> Exercise prompt: Report each line in the entries below that contains the word "positive", copying every such line in full.

> Records shown:
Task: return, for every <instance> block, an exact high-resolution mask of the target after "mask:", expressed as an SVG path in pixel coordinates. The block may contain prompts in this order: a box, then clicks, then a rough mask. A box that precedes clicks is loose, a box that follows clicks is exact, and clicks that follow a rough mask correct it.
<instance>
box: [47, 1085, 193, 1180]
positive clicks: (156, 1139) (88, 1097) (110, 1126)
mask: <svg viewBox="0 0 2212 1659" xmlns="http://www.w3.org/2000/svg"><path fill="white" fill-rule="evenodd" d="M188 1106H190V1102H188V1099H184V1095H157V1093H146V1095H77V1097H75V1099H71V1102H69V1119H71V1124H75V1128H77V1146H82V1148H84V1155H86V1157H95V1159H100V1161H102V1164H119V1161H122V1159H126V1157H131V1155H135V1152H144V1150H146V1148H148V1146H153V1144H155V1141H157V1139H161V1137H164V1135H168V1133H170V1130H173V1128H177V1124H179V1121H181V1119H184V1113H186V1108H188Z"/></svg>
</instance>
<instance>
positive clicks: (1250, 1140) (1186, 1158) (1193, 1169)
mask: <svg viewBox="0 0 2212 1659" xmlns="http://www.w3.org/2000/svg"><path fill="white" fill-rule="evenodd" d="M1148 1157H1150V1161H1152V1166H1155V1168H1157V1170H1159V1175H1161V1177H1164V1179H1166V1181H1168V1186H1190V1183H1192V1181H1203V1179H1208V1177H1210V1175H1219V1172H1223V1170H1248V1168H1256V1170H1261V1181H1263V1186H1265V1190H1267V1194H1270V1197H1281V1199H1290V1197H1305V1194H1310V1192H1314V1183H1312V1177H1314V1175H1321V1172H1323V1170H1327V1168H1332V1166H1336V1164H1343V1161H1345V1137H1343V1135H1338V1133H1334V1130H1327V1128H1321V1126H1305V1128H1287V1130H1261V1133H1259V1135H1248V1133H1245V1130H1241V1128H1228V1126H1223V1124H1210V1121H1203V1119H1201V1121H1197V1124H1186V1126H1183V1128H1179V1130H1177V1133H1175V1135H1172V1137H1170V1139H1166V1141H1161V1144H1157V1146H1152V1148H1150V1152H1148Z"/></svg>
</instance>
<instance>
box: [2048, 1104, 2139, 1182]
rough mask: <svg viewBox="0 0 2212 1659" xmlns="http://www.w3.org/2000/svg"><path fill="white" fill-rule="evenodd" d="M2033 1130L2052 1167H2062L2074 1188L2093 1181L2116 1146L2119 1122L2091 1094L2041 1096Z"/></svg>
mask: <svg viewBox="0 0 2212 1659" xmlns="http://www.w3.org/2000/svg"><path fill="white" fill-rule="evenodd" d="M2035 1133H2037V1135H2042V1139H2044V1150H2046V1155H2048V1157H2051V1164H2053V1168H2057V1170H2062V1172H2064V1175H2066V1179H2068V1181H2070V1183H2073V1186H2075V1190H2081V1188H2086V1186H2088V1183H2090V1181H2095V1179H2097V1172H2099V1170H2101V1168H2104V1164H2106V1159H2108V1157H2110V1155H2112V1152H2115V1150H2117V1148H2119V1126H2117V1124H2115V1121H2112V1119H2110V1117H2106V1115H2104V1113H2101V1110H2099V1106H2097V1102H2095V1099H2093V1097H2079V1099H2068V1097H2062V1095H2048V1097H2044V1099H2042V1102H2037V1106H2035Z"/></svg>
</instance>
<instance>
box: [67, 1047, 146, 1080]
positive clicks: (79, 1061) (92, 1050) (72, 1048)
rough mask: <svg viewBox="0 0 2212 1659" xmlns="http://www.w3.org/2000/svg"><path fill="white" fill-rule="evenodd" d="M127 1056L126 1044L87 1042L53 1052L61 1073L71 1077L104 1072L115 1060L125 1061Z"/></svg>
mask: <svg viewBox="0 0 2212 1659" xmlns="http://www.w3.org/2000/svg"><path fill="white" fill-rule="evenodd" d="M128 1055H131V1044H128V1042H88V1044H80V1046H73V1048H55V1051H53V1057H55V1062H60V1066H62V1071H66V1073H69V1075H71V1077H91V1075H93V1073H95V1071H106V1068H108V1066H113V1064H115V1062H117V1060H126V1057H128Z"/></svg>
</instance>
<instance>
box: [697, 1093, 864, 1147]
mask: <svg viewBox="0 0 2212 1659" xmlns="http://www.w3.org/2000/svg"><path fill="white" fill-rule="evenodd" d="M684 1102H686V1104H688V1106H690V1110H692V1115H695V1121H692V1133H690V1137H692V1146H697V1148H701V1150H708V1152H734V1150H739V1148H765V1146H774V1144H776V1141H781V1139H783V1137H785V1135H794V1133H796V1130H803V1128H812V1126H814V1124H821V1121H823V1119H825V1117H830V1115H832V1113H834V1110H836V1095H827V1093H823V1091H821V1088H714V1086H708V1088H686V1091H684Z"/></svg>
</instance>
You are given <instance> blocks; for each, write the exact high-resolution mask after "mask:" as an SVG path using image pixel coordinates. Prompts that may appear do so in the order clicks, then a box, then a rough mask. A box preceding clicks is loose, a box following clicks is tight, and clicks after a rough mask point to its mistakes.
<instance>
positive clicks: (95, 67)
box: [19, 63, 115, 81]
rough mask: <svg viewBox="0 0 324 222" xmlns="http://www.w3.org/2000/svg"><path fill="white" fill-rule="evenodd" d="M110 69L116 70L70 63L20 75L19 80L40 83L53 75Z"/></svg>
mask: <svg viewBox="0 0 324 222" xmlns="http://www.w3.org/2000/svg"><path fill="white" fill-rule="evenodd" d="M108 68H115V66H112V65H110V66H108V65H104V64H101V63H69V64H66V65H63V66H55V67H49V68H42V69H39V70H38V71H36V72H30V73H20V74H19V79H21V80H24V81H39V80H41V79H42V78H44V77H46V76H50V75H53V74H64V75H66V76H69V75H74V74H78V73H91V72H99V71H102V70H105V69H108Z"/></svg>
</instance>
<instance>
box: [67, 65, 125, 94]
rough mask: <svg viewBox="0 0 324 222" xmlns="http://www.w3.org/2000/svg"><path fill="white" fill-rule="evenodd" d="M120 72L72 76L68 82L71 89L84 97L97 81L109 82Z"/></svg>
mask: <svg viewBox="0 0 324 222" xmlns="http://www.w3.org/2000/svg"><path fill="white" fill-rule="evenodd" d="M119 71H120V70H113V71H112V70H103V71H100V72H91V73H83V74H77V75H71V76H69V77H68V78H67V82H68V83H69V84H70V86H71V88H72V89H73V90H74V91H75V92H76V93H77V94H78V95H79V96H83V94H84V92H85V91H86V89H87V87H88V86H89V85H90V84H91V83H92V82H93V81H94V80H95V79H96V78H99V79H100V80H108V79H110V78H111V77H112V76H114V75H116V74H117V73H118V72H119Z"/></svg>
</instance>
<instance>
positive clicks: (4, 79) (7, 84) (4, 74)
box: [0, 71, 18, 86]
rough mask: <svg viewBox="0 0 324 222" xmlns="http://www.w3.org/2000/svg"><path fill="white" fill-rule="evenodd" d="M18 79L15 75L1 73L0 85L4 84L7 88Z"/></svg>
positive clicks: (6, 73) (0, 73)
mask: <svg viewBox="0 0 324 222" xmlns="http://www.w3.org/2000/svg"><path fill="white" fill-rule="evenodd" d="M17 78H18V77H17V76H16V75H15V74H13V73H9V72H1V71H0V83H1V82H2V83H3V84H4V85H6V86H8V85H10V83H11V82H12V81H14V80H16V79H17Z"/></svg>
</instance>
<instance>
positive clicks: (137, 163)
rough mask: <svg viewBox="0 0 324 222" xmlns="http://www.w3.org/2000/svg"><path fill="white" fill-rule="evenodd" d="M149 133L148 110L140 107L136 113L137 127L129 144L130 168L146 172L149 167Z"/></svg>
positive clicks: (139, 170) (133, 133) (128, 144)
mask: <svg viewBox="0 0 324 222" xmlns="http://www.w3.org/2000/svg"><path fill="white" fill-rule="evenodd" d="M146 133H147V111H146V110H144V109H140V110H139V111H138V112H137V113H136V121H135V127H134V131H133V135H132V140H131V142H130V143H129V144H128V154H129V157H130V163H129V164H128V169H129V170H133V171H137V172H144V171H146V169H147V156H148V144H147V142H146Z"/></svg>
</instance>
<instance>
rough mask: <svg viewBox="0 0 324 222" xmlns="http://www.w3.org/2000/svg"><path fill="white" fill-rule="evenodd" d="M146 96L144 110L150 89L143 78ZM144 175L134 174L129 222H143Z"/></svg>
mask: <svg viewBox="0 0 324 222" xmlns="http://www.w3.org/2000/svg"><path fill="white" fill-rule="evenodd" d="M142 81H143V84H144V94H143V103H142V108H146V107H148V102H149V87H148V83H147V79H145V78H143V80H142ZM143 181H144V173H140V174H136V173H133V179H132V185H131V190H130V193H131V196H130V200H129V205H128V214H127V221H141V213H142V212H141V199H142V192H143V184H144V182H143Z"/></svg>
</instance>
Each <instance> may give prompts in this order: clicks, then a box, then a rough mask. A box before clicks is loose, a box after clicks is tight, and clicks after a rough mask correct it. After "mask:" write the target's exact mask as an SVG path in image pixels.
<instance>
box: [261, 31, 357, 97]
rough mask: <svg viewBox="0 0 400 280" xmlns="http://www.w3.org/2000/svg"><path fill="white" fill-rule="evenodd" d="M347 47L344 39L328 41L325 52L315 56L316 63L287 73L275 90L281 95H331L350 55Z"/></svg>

> Answer for this exercise:
positive clicks: (156, 1139) (88, 1097) (110, 1126)
positive clicks: (1250, 1140) (1186, 1158) (1193, 1169)
positive clicks: (79, 1061) (92, 1050) (72, 1048)
positive clicks: (95, 67)
positive clicks: (4, 79) (7, 84) (4, 74)
positive clicks: (6, 73) (0, 73)
positive clicks: (137, 163)
positive clicks: (139, 170) (133, 133) (128, 144)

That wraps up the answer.